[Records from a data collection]

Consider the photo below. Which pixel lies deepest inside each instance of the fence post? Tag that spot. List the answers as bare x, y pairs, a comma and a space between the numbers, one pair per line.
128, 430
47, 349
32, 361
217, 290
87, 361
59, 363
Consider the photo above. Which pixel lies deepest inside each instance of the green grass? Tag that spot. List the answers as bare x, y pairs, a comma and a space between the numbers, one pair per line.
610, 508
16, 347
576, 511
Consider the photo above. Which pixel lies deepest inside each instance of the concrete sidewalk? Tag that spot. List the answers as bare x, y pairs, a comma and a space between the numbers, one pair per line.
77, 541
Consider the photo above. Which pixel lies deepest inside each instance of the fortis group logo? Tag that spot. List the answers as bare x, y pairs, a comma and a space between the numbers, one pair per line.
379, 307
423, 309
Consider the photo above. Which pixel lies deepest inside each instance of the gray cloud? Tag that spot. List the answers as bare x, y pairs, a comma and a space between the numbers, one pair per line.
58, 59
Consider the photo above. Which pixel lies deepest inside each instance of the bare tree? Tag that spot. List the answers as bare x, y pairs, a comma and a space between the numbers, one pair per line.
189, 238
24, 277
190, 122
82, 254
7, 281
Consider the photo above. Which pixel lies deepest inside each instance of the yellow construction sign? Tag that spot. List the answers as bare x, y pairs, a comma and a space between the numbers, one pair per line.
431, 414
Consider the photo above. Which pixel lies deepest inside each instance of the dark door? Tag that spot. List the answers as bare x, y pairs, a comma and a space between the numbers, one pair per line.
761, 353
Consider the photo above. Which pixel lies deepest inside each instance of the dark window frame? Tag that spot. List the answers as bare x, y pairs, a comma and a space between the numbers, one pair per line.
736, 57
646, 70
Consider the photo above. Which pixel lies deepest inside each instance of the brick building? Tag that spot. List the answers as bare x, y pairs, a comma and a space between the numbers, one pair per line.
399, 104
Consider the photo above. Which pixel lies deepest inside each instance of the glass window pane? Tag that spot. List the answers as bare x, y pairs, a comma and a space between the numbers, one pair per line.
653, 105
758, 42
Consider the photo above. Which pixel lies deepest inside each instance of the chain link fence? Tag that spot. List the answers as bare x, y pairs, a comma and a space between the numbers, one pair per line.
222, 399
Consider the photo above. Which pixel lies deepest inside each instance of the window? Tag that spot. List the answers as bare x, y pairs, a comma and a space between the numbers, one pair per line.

▶ _Work task_
Every entry must be given again exactly as it reads.

▶ _The answer_
Consider the photo below. Which pixel lies deepest inside each instance of the fence post? Tag that spot. List the answers as bare x, y pairs, a comma and a space between the numbers, one pair per line.
128, 430
47, 349
32, 361
217, 290
87, 361
59, 363
Consider the photo above. Which pixel lies deepest inside each instance of the green grass? Tag that spot. List the answers as bare x, y pairs, a comma and a space between the numbers, one pair per line.
610, 508
16, 347
576, 511
Consider the photo above. Which pixel lies deepest inside each instance of the concrete sidewalk? Tag that spot. List the answers as bare x, y pairs, a comma and a space between the numbers, one pair per line.
77, 541
Consider the photo above. Which pixel lies deepest inside each instance of the fortis group logo? Tag that spot. List the answers as bare x, y pairs, a comma and a space between the numbers, one pair per line.
379, 307
423, 309
Consider the photo above. Which pixel lies deepest inside each instance of the gray cloud? Tag that spot. List the answers as bare x, y pairs, a comma and a space between the numbers, one pair per line.
58, 59
Consider the photo above. Which pixel lies deepest inside each instance of the bare tree? Tag that spot. List the answers as bare x, y pairs, a comma and a space between the numbers, one pair per line.
189, 238
24, 277
190, 122
82, 254
7, 281
Consider the photo above. Which pixel lies deepest inside each instance of the yellow construction sign? Tag that spot. List the answers as bare x, y pairs, a comma and a space between the numbers, one pair per line.
431, 414
Consider the photo above. Which pixel lies deepest inside each instance of the dark door? Tag that spot. List the answers as bare x, y pairs, a comma and a space between the numbers, one pair per line.
761, 353
Consider the photo above. Which pixel lies deepest inside each instance of the dark window frame? Tag that spot. List the answers as bare x, y pairs, a comma and a space between the numbers, one pair per line.
736, 57
646, 70
Consider the photo above. Which pixel lies deepest inside each instance of the brick building? Tag that spot. List the answers as bare x, y pairs, a comma and a space between the numbers, one pair per line.
399, 104
Consider the photo above. Which pixel lies deepest inside each instance of the glass window pane? Tag that spot. List the answers as bare x, y pairs, a comma and a space between the numbers, one pair per line.
653, 105
758, 42
Consider the photo above. Which pixel lies deepest inside each instance of the chain link fence? Tag that spot. List the answers as bare x, y pairs, a comma and a space between the numbers, one pair per line.
222, 399
Consider the photo above. Which pixel lies deepest inside each instance of the window? Tag that spot. List the answers as bare x, y pairs, a comma and a space between the numbers, one pair per line.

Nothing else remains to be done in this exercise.